Start Provided records

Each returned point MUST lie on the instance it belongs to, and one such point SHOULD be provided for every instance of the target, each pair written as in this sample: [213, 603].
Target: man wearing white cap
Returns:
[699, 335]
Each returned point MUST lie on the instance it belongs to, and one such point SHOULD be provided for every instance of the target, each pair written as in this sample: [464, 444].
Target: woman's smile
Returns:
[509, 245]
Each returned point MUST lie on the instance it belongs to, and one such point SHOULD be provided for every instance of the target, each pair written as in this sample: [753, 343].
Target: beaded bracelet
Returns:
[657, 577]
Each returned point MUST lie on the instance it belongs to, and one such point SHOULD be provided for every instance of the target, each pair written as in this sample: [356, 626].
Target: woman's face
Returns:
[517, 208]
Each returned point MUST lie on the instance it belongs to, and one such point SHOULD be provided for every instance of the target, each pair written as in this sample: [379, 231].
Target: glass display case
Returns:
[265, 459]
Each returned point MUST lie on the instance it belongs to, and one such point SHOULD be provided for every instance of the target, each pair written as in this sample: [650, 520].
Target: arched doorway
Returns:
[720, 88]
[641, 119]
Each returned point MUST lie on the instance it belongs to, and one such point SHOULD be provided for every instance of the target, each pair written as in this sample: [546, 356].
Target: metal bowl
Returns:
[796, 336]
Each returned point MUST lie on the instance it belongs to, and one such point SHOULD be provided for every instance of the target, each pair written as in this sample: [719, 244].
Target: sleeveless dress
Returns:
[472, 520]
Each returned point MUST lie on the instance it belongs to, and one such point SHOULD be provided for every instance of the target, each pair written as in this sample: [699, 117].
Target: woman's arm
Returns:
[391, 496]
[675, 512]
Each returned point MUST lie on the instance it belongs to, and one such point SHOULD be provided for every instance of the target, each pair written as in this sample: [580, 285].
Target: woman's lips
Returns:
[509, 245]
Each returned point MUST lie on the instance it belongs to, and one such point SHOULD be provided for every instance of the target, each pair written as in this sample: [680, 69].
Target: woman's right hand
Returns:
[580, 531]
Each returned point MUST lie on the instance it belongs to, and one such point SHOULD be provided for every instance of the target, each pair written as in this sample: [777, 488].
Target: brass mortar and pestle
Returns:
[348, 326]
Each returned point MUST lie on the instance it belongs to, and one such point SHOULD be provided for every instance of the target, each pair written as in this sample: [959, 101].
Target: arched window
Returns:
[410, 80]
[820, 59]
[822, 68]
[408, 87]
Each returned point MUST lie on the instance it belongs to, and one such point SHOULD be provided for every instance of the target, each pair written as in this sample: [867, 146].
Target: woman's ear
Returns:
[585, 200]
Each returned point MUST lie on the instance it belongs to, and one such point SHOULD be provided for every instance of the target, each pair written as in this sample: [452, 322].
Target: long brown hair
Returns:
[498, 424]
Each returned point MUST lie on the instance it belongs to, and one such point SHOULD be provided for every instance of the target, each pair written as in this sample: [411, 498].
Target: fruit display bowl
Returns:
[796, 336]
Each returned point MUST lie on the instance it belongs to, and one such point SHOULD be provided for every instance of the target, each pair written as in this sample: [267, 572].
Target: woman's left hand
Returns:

End Provided records

__Task requirements__:
Rewrite the rows from the line containing "sample: [411, 498]." through the end of the rows, changing "Returns" to "Points" and keeping everything else unchanged.

__Full solution__:
Each returned point MUST lie on the instance it belongs to, and one such point SHOULD be provided for every instance of the target, each pair written as in this sample: [411, 498].
Target: fruit display bowl
Points:
[796, 336]
Each returned point MUST lie on the instance it belongs to, and one such point SHOULD be provided for every instance of the target, each pair written as in this sample: [267, 572].
Target: woman's left hand
Points:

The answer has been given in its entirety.